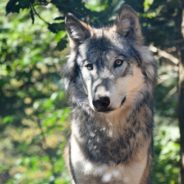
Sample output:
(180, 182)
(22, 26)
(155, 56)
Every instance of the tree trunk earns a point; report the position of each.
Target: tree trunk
(181, 93)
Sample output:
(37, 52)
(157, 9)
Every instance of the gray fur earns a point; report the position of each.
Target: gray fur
(91, 130)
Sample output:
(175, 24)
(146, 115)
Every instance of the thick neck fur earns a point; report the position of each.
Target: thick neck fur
(115, 137)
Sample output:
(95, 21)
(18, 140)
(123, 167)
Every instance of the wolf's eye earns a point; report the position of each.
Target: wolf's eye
(118, 63)
(89, 66)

## INSTRUCTIONS TO FOLLOW
Repeat the records above exactly, leaving out the pictures.

## PROBLEM SOLUTION
Sample output:
(180, 182)
(22, 26)
(155, 56)
Every instance of the tree trunk earns a point; report the position of each.
Target: tree trunk
(181, 93)
Sample output:
(37, 52)
(157, 9)
Every instance of the gray fur earns a point; report the position of each.
Target: gray fur
(91, 130)
Sample output:
(175, 24)
(146, 115)
Every instance of the thick neck fur earns a point; report the position of each.
Target: thick neck fur
(115, 137)
Sample output:
(95, 21)
(18, 140)
(123, 167)
Every instance of the wolf's eye earns a point; report the position of each.
Target: wolf's eye
(118, 63)
(89, 66)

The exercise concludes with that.